● EXERCISE INSTRUCTIONS:
Extract the part of the text on the Northwestern research linking Alzheimer's and diabetes starting at "The Northwestern team" and ending at "onslaught of ADDLs.", copying it word for word.

● TEXT FOR ANALYSIS:
───

According to the Spring 2008 issue of the alumni magazine known simply as "Northwestern", William Klein, professor of neurobiology and physiology, led the research team. A member of Northwestern's Cognitive Neurology and Alzheimer's Disease Center, he cited the findings as a brand new link between the fields of diabetes and Alzheimer's.
Previously, the medical community identified two types of diabetes. Patients with Type 1, also known as juvenile-onset diabetes, suffer from the body's lack of ability to manufacture insulin. Those with Type 2, which often develops much later in life than Type 1, experience either a deficiency of insulin or a resistance to it. They account for at least 90 percent of diabetes cases, according to the National Center for Chronic Disease Prevention and Health Promotion.
Insulin is a peptide hormone produced in the pancreas. Patients lacking sufficient levels in their bodies must either take oral forms of the hormone or inject themselves with it at regular intervals.
The Northwestern research was recently published in the Journal of the Federation of American Societies for Experimental Biology (FASEB). It explained why brain insulin signaling, which is essential for memory formation, stops functioning in Alzheimer's patients. According to the article, a toxic protein discovered in the brains of these patients removes insulin receptors from nerve cells. These cells, or neurons, are left resistant to insulin.
The protein identified by the researchers is amyloid beta-derived diffusible ligant (ADDL). It builds up in the brains of Alheimer's patients and has been shown to attack synapses that form memory. Prior research has demonstrated that individuals with Alzheimer's disease have lower levels of insulin in their brains than non-affected subjects do.
Both insulin and insulin receptors are essential to human learning and memory. Research suggests that once insulin binds to an insulin receptor in the brain, it unlocks a process required for neurons to survive and memories to be built.
The Northwestern team discovered that when ADDLs managed to bind to synapses, the process prevented insulin receptors from accumulating at the synapses wherever they were required. Their findings represent the first information on a molecular level to explain why nerve cells might become insulin-resistant for those suffering from Alzheimer's.
As a result of this study, medical researchers hope to be able to eventually determine the attributes of current drugs used to treat diabetes that might also help Alzheimer's patients. Their next goal is to discover how to make insulin receptors resistant to the onslaught of ADDLs.

───

● DATASET EXTRACT:
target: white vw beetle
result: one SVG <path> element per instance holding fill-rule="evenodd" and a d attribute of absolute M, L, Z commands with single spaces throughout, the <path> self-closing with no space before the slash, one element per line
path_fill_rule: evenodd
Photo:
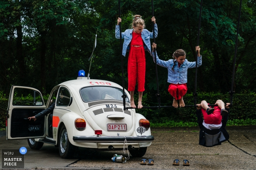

───

● WRITTEN ANSWER:
The Northwestern team discovered that when ADDLs managed to bind to synapses, the process prevented insulin receptors from accumulating at the synapses wherever they were required. Their findings represent the first information on a molecular level to explain why nerve cells might become insulin-resistant for those suffering from Alzheimer's.
As a result of this study, medical researchers hope to be able to eventually determine the attributes of current drugs used to treat diabetes that might also help Alzheimer's patients. Their next goal is to discover how to make insulin receptors resistant to the onslaught of ADDLs.